- Relator(a)
- Ministra Regina Helena Costa
- Órgão julgador
- Primeira Turma
- Data do julgamento
- 29/09/2025
- Data de publicação
- 10/10/2025
STJ – Acórdão, Rel. Ministra Regina Helena Costa, Primeira Turma, j. 29/09/2025, p. 10/10/2025
PROCESSUAL CIVIL. AGRAVO INTERNO NO RECURSO ESPECIAL. EXECUÇÃO FISCAL. HONORÁRIOS ADVOCATÍCIOS. AÇÕES CONEXAS. CUMULAÇÃO. POSSIBILIDADE. INOVAÇÃO EM SEDE DE AGRAVO INTERNO. IMPOSSIBILIDADE. APLICAÇÃO DE MULTA. ART. 1.021, § 4º, DO CÓDIGO DE PROCESSO CIVIL DE 2015. DESCABIMENTO. I - A verba de sucumbência devida nas execuções fiscais é independente daquela a ser arbitrada em ações conexas, como embargos do devedor ou ações anulatórias. Precedentes. II - A Alegação de reconhecimento do pedido, para efeito de influência na condenação em honorários advocatícios, não foi trazida anteriormente. Este Superior Tribunal tem firme posicionamento segundo o qual se revela incabível a inovação recursal em sede de agravo interno, com a apresentação de questões não trazidas no recurso especial ou nas suas contrarrazões, tendo em vista a preclusão consumativa. III - Em regra, descabe a imposição da multa prevista no art. 1.021, § 4º, do Código de Processo Civil de 2015 em razão do mero desprovimento do Agravo Interno em votação unânime, sendo necessária a configuração da manifesta inadmissibilidade ou improcedência do recurso a autorizar sua aplicação, o que não ocorreu no caso. IV - Agravo Interno improvido. (AgInt no REsp n. 2.213.476/RS, relatora Ministra Regina Helena Costa, Primeira Turma, julgado em 29/9/2025, DJEN de 10/10/2025.)

Descrição da tarefa:
Com base no acórdão, responda:
1. Qual órgão julgador proferiu a decisão?
2. Em que data a decisão foi publicada?
3. Qual foi o resultado do agravo interno segundo o item IV?

Extratos de dados:
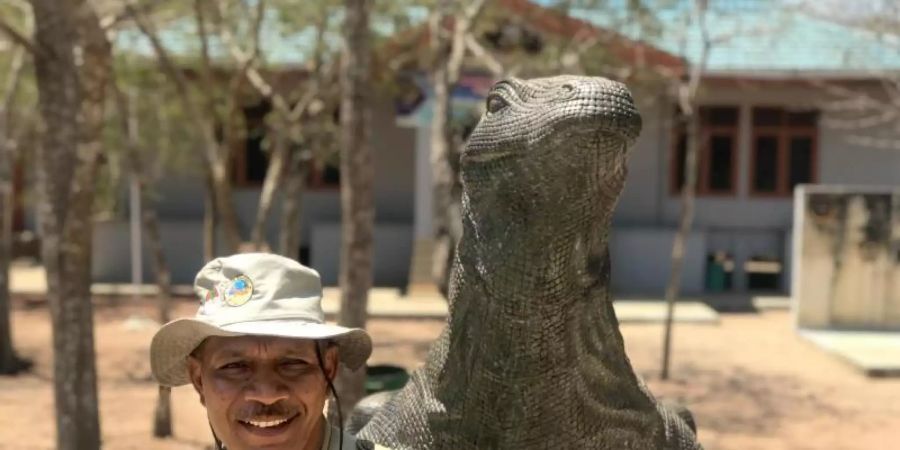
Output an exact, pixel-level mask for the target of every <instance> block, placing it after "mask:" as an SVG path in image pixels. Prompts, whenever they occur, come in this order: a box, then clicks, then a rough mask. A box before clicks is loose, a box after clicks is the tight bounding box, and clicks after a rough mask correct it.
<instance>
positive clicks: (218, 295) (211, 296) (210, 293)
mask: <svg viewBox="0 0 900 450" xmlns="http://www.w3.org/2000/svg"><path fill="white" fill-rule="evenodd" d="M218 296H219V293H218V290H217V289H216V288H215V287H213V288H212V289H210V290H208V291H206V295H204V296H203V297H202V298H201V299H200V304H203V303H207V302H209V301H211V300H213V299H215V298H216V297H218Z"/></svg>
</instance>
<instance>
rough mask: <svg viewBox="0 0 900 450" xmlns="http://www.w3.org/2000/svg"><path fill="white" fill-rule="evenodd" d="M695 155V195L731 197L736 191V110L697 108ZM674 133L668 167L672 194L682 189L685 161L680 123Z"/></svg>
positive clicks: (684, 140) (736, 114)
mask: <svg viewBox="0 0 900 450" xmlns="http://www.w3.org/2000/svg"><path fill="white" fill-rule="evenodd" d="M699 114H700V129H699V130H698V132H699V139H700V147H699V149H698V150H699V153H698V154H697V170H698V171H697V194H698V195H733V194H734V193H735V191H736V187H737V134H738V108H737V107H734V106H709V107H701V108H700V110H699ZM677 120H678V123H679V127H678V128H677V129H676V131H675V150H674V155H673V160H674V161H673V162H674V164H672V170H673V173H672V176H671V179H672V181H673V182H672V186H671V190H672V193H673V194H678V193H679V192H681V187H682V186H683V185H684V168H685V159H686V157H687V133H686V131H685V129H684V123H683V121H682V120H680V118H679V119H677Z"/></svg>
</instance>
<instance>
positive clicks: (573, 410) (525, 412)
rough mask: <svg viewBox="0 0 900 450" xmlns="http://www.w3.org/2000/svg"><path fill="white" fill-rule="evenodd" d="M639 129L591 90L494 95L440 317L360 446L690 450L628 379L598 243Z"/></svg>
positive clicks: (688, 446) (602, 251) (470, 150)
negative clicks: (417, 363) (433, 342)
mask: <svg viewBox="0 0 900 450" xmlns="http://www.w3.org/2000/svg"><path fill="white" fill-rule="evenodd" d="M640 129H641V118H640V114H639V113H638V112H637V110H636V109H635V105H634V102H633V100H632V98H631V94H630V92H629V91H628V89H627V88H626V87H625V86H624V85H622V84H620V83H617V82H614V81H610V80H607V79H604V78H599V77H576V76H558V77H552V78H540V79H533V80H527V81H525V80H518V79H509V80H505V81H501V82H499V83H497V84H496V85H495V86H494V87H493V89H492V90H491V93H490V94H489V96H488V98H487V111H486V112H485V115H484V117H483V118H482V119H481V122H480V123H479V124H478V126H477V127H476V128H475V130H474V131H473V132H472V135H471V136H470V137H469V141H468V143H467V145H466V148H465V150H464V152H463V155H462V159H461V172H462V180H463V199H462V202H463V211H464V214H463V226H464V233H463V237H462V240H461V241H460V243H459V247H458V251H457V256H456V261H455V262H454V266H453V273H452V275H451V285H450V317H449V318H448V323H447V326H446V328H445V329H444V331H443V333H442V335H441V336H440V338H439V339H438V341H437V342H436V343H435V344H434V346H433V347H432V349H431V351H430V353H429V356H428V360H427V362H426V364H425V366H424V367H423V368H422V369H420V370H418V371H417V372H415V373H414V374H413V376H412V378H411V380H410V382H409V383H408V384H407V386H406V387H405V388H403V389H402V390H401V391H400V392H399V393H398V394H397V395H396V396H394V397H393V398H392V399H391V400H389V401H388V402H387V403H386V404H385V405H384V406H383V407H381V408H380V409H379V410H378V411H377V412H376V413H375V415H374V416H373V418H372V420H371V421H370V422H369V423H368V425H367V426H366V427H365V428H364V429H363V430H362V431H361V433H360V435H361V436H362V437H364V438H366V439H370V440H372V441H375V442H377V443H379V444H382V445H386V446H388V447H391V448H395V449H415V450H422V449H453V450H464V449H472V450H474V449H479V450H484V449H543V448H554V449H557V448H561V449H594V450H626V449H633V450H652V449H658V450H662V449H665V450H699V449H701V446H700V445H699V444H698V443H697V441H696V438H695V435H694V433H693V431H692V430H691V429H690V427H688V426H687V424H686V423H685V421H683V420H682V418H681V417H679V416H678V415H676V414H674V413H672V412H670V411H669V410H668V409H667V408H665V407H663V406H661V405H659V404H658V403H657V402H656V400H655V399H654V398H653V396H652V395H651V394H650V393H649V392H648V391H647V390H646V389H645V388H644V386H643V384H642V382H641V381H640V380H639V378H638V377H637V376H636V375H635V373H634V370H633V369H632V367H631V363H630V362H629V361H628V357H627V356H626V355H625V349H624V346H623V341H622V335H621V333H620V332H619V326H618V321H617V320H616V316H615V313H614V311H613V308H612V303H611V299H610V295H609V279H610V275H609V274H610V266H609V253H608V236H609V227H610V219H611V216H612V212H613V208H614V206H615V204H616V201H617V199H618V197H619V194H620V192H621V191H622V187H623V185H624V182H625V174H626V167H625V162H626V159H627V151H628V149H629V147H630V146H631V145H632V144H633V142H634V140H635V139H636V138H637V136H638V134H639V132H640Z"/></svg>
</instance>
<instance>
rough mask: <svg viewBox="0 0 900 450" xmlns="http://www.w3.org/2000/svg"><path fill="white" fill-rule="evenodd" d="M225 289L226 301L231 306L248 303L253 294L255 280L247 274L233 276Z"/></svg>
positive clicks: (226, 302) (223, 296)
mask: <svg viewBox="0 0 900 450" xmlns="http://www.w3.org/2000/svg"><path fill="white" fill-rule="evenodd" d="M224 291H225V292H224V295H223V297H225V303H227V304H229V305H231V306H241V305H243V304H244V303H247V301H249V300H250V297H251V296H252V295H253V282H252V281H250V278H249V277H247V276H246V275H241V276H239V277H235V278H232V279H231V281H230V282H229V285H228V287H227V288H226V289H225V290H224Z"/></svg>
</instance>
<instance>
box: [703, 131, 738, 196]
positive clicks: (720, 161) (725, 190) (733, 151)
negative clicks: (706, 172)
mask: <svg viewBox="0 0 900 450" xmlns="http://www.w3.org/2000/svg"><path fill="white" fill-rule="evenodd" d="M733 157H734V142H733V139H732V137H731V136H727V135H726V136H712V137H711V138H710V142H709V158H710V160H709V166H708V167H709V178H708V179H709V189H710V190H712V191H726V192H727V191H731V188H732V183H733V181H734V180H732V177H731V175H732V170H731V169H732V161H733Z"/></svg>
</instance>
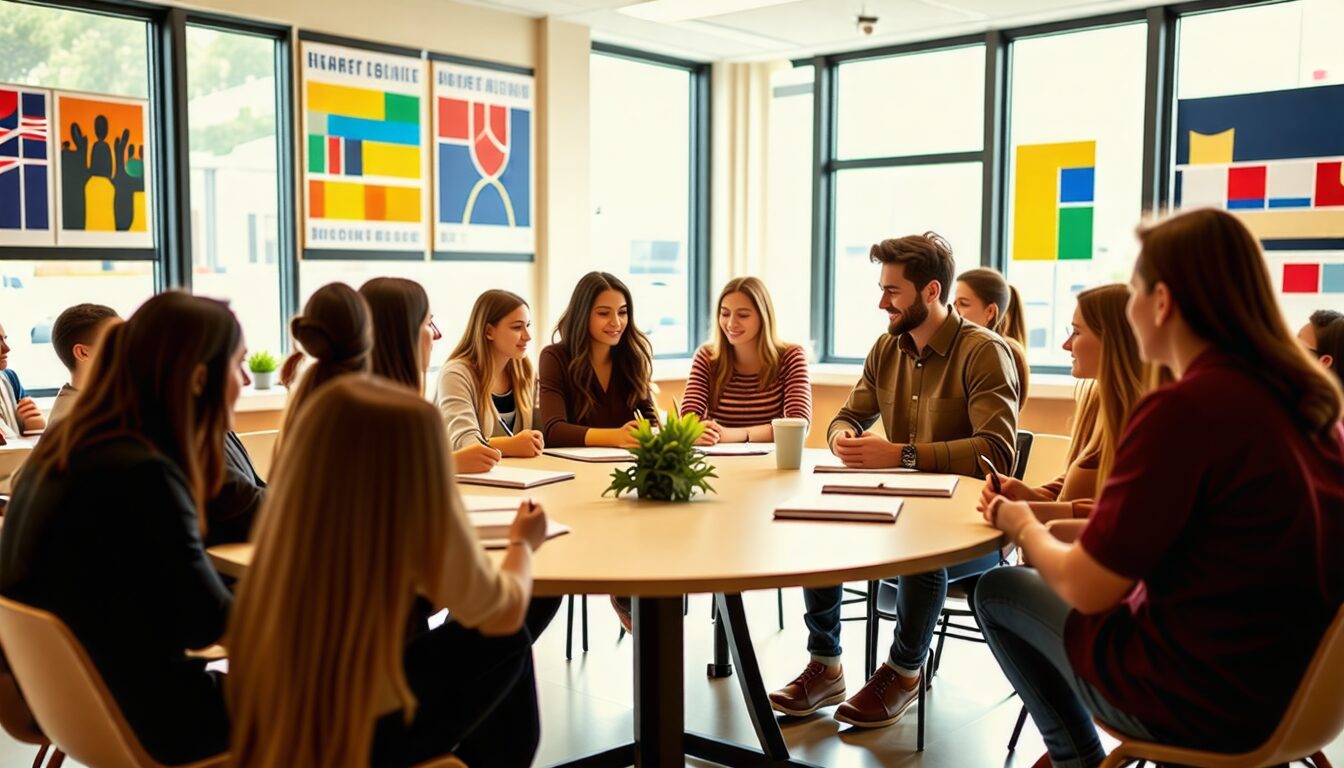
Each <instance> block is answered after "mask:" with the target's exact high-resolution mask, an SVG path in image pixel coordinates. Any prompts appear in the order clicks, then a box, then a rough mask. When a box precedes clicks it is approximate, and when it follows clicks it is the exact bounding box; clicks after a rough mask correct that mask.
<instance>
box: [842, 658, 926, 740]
...
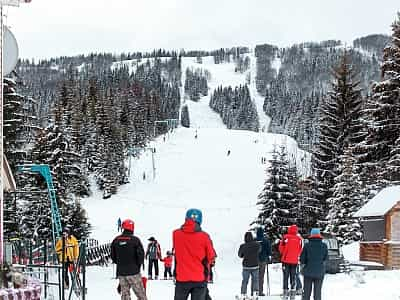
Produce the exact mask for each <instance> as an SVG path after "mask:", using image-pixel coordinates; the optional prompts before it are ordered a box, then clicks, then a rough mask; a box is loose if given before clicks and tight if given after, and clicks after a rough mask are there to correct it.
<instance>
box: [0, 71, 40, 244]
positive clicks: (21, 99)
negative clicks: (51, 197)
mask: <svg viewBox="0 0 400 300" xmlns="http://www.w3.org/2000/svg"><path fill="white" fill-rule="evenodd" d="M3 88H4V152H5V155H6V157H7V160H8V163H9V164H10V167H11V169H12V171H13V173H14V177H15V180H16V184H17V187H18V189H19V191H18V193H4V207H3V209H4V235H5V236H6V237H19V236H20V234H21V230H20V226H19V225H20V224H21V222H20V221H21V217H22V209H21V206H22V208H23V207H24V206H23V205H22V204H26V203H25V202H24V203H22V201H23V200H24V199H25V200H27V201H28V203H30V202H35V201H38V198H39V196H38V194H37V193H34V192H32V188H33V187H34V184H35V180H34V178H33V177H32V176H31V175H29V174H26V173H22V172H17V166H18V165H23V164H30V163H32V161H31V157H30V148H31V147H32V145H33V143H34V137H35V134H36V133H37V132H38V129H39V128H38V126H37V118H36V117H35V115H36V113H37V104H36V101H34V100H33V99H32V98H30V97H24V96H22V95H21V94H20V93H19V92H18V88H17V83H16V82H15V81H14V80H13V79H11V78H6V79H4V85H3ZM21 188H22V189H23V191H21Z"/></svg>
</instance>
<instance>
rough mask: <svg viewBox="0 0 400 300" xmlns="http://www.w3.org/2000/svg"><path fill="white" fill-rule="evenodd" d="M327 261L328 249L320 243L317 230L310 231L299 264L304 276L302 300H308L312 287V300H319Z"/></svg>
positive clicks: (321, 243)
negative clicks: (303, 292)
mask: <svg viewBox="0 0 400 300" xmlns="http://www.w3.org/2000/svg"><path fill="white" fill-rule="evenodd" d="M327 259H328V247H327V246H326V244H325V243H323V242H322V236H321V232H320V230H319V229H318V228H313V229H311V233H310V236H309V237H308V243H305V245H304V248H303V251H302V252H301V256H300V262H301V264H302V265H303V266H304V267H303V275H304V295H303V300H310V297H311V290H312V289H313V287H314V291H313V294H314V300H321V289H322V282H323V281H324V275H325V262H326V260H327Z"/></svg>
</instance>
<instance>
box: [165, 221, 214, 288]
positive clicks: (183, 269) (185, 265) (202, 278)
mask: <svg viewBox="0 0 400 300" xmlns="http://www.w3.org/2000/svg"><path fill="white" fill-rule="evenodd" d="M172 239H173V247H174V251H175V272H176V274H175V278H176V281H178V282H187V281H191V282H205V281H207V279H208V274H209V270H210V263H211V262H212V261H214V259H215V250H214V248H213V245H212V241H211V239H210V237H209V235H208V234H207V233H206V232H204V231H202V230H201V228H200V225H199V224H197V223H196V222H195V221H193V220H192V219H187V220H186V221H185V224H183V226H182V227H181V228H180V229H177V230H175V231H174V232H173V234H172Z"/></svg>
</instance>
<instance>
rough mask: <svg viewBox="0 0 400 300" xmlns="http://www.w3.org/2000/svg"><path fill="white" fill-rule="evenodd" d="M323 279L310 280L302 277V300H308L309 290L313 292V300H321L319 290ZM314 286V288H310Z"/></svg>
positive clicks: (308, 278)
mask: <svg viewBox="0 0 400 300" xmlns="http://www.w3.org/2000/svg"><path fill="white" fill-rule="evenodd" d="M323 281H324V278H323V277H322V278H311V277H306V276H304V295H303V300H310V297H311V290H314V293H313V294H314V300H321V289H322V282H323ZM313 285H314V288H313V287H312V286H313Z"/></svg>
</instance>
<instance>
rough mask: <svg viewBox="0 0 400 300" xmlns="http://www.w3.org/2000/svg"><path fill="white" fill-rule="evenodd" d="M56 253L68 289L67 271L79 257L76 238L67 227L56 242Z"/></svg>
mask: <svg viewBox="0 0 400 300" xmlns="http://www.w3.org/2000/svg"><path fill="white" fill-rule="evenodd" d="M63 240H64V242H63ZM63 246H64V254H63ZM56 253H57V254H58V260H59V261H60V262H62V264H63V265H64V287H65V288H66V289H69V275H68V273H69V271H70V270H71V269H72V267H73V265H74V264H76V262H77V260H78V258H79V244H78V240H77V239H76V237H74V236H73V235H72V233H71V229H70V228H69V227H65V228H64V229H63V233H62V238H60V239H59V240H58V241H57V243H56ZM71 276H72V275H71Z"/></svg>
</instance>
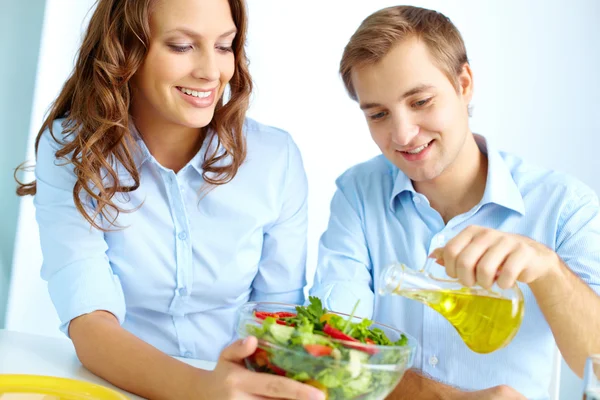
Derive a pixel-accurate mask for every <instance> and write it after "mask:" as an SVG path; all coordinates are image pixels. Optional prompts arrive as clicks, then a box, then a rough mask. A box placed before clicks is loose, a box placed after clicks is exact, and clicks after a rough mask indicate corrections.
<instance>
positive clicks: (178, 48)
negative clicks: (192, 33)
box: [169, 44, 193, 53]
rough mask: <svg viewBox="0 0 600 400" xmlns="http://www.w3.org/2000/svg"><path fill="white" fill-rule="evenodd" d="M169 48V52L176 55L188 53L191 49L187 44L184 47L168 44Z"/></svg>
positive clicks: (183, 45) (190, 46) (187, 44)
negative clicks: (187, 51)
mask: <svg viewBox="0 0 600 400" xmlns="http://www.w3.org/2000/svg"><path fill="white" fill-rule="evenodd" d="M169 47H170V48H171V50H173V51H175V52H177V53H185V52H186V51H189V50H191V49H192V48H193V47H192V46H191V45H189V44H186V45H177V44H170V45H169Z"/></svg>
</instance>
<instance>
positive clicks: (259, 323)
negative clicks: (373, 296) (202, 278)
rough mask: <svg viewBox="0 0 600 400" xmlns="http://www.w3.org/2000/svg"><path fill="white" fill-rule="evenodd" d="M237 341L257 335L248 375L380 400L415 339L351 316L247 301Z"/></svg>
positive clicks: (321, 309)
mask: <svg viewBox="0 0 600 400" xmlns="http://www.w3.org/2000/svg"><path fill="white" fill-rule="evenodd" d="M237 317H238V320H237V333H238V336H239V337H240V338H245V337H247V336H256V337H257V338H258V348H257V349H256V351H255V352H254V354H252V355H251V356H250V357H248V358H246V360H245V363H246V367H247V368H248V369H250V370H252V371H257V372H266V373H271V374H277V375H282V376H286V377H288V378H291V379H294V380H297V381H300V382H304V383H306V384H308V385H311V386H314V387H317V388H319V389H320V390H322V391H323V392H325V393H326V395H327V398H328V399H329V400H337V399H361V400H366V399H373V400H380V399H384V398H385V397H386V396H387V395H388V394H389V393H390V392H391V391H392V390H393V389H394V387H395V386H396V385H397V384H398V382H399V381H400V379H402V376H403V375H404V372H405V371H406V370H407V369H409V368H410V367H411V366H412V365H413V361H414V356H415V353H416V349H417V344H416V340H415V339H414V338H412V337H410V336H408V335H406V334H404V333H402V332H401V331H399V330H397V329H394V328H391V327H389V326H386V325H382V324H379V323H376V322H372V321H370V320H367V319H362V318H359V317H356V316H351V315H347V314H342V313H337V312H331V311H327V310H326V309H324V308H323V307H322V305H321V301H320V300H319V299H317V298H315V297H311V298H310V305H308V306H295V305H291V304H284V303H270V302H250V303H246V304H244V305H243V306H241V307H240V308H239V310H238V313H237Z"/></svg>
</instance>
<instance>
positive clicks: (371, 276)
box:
--
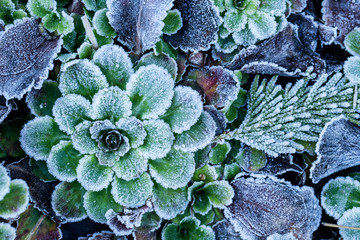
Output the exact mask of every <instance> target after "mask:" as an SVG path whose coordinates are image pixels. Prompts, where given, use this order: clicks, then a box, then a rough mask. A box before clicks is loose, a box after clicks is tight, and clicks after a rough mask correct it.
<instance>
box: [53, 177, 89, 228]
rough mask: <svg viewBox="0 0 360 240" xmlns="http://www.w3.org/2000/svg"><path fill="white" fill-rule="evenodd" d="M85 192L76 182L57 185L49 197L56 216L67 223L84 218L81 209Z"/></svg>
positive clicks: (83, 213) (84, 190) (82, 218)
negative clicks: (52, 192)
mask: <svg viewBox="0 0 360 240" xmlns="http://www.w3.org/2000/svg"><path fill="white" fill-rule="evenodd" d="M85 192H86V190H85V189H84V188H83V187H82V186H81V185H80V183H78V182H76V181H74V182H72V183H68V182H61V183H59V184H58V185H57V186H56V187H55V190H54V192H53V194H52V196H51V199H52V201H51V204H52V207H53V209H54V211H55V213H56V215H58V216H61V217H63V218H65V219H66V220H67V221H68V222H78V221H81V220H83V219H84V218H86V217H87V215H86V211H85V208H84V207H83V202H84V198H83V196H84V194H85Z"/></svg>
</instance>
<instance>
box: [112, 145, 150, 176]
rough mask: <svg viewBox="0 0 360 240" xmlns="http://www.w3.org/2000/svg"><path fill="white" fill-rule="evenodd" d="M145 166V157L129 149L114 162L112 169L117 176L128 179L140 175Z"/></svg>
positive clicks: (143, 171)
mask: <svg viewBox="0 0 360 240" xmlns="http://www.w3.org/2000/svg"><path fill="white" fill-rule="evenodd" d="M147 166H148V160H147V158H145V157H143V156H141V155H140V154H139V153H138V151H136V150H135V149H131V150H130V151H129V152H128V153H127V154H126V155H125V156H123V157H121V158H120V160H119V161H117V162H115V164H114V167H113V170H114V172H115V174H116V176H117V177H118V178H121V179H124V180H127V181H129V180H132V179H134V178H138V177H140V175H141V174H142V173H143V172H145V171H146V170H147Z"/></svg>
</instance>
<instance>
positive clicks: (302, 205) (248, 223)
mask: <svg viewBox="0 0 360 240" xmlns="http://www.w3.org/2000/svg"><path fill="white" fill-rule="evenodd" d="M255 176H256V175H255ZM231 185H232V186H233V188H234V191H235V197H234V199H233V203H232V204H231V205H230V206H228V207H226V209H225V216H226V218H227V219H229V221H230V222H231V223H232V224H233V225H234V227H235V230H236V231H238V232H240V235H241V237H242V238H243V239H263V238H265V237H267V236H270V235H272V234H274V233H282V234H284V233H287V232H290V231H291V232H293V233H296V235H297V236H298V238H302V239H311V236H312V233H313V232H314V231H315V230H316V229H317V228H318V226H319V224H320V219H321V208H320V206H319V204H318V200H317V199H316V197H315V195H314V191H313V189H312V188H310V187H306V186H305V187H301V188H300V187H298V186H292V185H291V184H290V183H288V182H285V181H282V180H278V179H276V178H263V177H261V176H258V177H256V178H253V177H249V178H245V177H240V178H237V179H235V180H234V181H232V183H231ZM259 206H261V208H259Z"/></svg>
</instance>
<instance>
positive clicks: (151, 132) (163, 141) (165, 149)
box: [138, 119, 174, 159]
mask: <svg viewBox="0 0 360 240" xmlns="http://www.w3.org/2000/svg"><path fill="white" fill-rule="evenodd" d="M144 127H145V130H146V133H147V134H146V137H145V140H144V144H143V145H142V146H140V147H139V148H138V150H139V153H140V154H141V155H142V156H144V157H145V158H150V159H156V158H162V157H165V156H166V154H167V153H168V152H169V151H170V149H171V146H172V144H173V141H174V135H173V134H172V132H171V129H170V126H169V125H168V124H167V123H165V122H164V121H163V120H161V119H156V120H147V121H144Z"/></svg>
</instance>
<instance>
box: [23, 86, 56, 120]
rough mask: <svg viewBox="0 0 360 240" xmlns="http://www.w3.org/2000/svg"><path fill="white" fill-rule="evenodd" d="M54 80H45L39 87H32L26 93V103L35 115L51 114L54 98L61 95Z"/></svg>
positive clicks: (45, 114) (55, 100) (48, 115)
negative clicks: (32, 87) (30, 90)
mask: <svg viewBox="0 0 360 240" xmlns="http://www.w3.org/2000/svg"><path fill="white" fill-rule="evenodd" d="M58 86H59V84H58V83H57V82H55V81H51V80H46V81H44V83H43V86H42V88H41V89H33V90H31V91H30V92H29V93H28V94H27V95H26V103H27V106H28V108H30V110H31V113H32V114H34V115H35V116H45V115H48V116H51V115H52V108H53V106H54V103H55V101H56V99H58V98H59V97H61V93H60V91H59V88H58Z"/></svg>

Tarefa concluída:
1. Primeira Turma.
2. 10/10/2025.
3. Agravo interno improvido.